▸ Goal of the exercise: List every line in the items that contains the word "arched", matching case exactly.

▸ Collection entries:
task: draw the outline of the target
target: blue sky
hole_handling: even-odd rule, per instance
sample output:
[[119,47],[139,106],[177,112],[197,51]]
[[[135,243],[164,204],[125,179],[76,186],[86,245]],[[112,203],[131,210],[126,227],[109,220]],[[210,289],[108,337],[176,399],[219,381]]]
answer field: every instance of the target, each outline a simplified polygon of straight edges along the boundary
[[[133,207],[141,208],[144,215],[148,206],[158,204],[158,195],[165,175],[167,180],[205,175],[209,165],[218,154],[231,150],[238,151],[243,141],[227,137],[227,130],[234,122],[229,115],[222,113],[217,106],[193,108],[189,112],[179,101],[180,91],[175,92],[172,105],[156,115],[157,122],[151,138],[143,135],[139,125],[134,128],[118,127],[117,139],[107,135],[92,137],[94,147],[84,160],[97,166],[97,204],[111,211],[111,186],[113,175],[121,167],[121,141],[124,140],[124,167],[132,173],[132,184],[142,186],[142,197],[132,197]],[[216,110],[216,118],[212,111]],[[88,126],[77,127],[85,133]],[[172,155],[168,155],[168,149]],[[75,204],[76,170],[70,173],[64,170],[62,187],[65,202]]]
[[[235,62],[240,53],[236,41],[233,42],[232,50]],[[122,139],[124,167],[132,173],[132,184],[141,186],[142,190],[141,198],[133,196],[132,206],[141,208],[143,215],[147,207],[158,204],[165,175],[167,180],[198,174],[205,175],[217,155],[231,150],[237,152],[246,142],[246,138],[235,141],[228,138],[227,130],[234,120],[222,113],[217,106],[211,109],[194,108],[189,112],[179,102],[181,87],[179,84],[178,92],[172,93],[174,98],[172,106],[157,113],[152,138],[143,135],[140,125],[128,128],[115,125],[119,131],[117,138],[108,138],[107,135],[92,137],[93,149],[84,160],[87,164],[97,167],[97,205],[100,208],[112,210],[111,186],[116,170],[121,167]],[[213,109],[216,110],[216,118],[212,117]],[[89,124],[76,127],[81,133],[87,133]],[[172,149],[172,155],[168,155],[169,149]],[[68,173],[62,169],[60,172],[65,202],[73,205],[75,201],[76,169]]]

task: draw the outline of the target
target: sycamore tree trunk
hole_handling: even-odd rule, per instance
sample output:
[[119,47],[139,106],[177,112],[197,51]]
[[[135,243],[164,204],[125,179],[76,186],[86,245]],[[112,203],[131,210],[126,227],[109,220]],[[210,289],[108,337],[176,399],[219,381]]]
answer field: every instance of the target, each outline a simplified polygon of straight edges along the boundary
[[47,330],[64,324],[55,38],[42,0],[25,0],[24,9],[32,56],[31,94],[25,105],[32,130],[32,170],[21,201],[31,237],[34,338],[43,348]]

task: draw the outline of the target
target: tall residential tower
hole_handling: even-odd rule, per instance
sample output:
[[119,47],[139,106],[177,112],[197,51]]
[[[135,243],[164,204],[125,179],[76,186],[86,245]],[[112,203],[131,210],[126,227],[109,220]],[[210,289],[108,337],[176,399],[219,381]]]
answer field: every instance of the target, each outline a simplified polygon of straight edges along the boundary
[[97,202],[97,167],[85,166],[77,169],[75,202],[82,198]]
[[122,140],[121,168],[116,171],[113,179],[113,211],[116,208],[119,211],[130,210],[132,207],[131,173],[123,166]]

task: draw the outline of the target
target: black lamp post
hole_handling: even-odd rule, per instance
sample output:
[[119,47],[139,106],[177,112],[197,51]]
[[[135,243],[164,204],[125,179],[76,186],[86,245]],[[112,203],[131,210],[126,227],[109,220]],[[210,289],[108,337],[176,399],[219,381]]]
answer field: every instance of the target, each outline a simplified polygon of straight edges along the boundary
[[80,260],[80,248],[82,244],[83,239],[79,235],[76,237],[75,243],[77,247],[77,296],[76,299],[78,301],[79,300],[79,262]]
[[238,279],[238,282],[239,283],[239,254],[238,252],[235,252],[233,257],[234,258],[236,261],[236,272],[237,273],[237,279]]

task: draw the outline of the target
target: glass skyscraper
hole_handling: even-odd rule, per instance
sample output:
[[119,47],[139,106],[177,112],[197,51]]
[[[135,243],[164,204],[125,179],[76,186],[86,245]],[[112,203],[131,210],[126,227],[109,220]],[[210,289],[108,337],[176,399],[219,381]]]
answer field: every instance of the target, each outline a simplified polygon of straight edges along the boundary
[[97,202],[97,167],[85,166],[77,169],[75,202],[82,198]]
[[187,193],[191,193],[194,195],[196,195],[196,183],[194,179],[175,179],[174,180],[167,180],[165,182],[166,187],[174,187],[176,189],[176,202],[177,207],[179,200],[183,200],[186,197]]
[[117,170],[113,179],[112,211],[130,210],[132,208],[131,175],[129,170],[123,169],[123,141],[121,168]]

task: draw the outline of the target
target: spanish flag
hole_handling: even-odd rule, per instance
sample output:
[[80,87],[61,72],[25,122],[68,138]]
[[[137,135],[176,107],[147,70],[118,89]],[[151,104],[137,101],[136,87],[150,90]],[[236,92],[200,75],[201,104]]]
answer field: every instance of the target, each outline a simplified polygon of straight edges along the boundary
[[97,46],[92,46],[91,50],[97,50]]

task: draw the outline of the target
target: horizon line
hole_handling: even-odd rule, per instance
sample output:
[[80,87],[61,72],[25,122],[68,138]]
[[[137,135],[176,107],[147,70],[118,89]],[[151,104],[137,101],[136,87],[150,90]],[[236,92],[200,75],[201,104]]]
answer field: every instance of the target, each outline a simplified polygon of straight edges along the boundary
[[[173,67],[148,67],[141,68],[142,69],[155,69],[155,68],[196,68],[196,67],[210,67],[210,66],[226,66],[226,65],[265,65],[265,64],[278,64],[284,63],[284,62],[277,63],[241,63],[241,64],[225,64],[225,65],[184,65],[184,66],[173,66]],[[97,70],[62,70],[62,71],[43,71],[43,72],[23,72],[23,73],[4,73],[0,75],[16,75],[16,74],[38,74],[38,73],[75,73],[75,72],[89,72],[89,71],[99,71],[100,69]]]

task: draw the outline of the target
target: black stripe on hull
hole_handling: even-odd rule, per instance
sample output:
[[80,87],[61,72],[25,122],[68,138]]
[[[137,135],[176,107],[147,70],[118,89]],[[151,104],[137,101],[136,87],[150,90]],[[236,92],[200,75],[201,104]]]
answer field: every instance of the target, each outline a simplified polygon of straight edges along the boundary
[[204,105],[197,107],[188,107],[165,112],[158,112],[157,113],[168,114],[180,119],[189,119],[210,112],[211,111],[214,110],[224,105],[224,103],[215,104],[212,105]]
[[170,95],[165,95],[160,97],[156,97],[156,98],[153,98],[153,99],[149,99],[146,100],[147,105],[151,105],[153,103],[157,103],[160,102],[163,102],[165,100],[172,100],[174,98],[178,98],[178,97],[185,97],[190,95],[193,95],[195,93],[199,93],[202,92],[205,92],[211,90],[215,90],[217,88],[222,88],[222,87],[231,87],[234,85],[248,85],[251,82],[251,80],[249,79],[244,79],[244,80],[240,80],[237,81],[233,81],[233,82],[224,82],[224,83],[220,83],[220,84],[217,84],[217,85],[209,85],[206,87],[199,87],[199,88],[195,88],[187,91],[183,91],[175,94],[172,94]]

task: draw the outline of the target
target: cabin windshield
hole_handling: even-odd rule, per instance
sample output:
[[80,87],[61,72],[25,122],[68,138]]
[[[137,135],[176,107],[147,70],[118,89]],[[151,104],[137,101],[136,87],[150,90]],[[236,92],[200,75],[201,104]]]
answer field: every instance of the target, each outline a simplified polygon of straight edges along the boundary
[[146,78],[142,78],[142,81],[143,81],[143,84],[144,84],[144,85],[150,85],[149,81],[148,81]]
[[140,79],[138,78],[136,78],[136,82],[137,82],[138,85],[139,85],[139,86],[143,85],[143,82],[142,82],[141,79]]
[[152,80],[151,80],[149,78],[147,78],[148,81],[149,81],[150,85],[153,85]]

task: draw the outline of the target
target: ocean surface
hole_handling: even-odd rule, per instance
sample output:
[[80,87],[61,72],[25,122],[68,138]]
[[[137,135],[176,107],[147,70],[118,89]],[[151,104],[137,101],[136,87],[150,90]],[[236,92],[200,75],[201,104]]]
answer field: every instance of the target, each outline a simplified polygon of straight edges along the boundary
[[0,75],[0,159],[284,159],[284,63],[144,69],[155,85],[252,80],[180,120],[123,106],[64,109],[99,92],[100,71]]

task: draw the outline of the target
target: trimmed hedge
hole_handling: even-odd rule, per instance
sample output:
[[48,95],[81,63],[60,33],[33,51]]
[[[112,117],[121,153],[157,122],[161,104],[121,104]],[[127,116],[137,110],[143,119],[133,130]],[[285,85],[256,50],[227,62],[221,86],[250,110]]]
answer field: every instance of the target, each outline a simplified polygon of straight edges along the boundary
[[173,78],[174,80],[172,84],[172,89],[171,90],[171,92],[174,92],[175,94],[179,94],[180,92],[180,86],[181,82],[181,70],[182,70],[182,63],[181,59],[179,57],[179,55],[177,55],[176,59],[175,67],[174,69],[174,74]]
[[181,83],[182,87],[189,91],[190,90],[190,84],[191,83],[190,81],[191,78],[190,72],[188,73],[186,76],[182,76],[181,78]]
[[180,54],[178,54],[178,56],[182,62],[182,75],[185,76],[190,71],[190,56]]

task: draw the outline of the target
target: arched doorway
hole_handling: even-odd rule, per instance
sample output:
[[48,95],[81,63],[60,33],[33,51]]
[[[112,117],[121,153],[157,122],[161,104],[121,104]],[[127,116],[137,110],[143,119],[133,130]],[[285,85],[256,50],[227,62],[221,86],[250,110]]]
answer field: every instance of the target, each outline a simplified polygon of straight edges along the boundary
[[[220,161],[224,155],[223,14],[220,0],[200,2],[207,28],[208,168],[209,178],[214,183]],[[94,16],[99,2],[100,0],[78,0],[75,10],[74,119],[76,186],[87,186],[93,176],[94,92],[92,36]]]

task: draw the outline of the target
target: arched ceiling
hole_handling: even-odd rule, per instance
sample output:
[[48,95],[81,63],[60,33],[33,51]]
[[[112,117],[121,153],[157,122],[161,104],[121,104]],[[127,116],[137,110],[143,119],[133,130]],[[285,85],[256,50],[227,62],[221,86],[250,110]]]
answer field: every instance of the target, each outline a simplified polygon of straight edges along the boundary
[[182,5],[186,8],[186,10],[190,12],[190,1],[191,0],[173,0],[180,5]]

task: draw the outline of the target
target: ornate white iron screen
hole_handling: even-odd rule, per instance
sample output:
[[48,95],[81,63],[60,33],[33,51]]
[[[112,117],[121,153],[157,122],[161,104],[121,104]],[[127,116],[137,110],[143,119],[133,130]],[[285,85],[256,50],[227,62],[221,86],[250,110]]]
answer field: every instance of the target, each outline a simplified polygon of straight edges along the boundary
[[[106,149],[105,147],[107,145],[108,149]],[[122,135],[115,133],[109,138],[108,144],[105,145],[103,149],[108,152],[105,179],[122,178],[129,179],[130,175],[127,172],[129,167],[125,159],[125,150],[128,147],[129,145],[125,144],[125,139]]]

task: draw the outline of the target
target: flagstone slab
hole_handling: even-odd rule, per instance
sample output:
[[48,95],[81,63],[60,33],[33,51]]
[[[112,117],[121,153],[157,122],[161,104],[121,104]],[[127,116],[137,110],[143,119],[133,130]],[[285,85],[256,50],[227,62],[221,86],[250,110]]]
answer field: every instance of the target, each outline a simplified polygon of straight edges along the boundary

▸ Response to the exercise:
target: arched doorway
target: arched ceiling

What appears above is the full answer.